-- Task objective --
Report every line of the records below that contains the word "supporter", treating uppercase and lowercase as distinct.

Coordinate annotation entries
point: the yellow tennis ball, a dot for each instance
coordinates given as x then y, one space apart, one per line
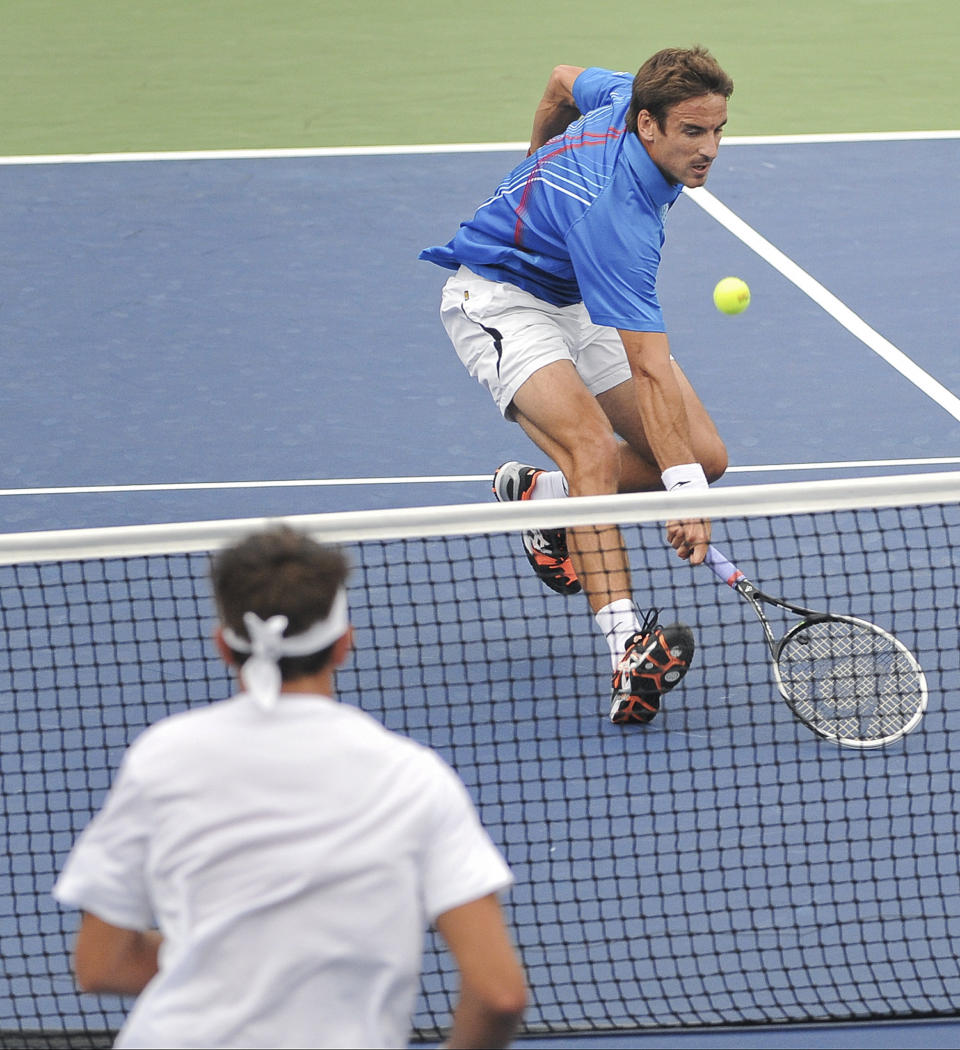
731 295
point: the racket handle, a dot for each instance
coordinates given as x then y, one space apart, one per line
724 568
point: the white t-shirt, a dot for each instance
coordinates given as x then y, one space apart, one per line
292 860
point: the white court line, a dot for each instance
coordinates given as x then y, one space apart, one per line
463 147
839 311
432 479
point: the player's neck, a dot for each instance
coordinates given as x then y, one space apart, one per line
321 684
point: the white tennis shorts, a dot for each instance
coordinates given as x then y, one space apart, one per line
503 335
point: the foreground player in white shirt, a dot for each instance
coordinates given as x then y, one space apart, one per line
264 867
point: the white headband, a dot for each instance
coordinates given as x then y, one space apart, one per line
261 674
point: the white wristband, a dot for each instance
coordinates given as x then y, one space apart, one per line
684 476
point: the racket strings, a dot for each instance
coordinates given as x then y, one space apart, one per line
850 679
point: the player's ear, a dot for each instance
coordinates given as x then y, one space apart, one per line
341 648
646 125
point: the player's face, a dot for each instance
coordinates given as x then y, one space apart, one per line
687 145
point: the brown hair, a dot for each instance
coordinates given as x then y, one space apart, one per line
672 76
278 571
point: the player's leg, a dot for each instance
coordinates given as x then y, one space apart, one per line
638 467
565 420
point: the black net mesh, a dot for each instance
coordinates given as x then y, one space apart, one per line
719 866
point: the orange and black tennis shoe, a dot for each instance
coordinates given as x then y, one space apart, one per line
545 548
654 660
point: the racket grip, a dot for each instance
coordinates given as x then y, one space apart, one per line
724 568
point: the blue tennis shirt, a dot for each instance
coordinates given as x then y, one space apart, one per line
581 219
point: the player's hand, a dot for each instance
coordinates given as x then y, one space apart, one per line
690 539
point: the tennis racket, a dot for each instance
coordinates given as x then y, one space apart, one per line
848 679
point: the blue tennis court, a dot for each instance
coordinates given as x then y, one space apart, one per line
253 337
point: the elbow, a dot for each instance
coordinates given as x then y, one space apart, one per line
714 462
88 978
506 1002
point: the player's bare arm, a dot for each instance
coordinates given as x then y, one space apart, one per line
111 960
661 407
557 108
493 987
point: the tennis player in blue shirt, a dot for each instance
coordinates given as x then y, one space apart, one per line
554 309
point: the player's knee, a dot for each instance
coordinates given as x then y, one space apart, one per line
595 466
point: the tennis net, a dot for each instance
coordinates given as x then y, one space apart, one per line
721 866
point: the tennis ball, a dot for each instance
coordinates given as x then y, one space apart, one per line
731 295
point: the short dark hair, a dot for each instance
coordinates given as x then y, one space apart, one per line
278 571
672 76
...
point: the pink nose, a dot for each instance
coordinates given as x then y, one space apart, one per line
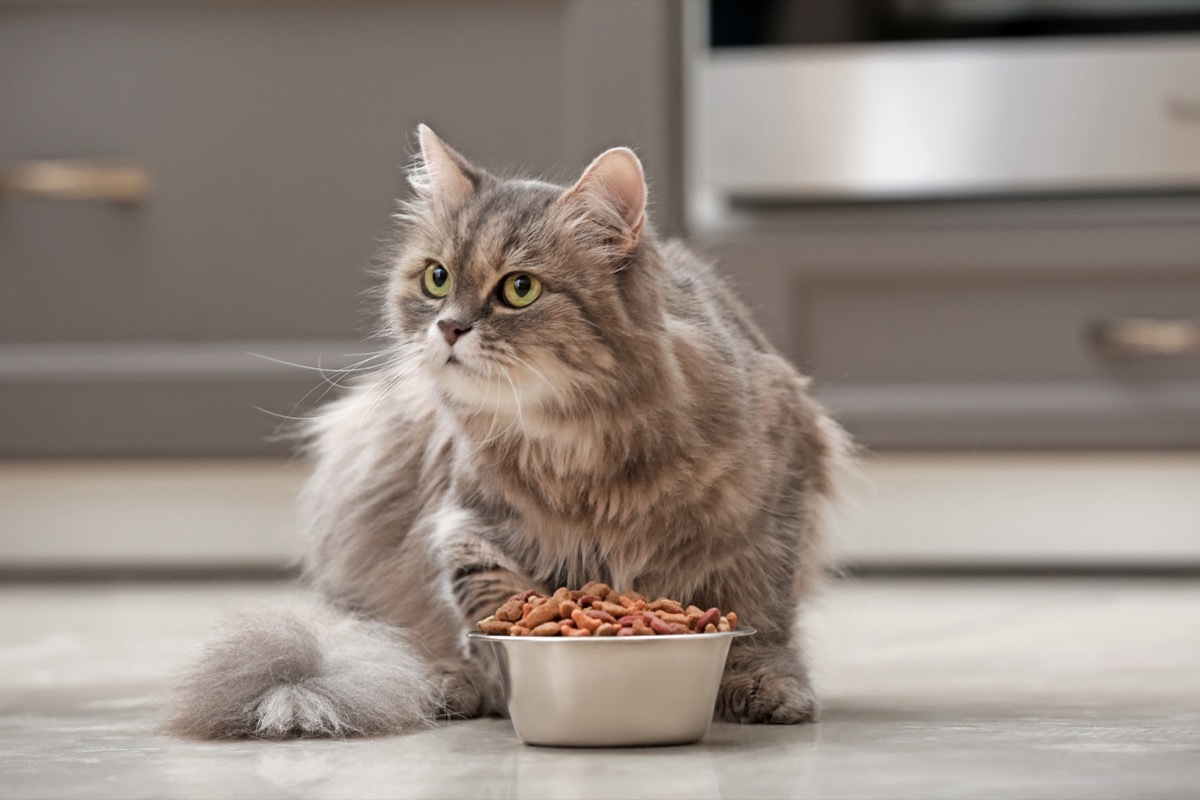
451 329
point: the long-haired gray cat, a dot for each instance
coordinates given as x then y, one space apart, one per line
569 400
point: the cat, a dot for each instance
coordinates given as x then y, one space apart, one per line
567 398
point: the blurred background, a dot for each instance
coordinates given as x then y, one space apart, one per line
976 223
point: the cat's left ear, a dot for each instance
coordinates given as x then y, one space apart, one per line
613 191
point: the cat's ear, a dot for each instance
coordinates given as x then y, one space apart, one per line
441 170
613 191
...
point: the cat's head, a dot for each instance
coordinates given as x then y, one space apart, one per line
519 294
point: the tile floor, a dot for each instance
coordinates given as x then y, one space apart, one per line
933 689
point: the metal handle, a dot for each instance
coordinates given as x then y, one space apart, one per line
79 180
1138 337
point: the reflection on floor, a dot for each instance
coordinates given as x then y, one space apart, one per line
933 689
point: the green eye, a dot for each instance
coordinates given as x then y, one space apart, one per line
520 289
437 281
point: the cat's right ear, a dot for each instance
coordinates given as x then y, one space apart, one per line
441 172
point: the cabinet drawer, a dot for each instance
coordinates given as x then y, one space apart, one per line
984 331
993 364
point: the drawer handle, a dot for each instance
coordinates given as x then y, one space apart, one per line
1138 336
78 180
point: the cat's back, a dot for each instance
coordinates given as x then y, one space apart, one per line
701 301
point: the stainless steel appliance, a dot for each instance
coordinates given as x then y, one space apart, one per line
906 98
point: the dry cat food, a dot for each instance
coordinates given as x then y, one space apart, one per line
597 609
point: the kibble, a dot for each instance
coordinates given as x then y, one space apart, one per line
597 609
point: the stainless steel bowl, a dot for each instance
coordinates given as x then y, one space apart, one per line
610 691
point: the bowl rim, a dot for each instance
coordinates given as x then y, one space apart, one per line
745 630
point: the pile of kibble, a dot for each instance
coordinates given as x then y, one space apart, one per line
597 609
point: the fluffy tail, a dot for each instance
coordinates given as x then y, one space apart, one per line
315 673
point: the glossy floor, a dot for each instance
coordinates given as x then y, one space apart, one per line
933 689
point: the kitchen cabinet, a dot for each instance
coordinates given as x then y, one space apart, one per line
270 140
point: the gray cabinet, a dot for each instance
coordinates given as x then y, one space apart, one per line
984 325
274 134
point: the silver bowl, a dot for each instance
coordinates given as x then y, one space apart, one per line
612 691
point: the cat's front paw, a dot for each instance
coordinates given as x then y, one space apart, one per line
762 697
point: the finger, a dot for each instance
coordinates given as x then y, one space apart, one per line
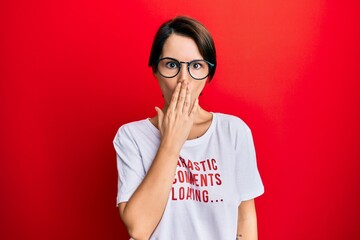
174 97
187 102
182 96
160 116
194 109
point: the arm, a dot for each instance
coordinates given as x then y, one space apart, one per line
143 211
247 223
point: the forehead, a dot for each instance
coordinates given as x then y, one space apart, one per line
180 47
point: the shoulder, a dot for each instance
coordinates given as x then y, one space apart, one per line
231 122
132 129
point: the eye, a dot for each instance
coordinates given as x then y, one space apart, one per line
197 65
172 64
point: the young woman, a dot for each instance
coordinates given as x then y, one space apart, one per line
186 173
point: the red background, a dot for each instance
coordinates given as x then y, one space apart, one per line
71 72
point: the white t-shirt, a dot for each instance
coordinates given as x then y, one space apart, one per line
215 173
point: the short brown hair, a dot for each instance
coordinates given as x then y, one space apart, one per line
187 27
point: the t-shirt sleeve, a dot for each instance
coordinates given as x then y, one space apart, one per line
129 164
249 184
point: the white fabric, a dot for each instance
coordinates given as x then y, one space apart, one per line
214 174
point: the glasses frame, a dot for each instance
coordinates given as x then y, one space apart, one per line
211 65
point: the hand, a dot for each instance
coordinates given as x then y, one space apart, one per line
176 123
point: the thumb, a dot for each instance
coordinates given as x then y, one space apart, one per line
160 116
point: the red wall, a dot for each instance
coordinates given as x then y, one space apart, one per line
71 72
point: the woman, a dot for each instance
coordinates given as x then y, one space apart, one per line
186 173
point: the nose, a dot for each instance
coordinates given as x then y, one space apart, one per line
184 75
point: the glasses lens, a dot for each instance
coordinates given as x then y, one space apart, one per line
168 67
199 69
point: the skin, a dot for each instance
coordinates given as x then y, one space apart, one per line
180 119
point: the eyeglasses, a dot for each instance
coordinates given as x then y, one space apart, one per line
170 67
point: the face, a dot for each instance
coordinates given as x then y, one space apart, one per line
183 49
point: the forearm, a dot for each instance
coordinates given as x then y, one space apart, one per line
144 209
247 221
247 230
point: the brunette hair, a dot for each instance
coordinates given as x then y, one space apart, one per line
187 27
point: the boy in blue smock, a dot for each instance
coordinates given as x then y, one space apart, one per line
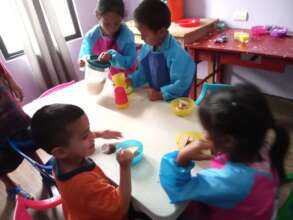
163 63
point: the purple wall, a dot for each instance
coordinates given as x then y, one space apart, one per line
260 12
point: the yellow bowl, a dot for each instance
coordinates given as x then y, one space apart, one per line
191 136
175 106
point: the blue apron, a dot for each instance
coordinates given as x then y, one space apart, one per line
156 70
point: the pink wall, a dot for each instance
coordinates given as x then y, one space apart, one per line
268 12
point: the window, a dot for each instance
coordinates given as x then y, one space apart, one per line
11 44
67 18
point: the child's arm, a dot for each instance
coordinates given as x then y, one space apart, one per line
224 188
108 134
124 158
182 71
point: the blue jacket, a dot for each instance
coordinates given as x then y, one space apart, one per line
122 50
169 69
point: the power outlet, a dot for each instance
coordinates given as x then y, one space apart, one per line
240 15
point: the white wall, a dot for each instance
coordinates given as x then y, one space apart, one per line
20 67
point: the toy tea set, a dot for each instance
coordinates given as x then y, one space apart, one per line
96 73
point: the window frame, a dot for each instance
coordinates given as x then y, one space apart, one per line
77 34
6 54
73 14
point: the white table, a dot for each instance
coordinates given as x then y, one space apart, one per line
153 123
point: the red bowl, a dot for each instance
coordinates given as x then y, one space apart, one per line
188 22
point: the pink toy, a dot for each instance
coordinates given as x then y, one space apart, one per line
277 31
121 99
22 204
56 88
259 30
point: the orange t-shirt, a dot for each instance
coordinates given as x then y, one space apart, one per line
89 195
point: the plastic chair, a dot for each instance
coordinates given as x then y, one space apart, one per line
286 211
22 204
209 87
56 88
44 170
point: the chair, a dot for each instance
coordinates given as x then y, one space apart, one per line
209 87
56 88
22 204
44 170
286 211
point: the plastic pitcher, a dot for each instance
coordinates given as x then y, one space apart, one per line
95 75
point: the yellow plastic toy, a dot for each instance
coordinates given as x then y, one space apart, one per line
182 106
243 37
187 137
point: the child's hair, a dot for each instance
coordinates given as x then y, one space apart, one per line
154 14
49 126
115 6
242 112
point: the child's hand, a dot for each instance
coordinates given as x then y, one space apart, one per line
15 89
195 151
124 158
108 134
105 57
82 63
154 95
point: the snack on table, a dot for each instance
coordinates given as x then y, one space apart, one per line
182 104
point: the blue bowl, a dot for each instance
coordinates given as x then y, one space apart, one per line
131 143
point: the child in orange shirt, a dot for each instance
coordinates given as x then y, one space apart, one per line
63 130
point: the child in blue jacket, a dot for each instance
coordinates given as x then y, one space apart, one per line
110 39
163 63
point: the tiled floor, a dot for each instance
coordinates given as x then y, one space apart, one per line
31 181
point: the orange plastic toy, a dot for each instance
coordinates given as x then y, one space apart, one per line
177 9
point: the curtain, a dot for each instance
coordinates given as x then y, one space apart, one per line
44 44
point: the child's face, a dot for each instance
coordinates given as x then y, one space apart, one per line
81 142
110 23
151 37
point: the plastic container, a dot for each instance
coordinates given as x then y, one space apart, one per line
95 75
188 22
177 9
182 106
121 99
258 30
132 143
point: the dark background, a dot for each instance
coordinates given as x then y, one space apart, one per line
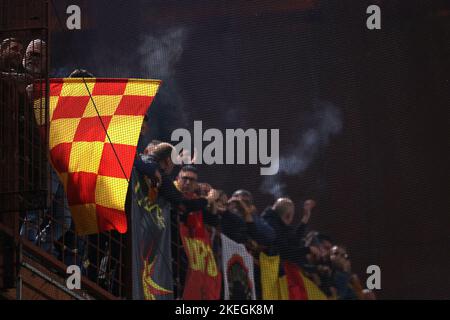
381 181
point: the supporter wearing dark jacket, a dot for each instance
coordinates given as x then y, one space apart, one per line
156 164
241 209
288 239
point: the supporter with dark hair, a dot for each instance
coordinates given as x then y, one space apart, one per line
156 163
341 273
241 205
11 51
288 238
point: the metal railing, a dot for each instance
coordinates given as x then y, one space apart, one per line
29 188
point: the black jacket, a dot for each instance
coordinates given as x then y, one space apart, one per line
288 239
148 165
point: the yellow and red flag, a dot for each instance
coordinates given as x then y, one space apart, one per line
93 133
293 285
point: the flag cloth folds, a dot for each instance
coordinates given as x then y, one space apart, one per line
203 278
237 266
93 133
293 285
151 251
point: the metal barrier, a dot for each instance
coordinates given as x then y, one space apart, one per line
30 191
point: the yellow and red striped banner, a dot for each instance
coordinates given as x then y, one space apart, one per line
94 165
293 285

-- Solution for this exercise --
point: the supporter wearing dark jacket, a dot for each instance
point: the supporter with dark hair, a dot for each instance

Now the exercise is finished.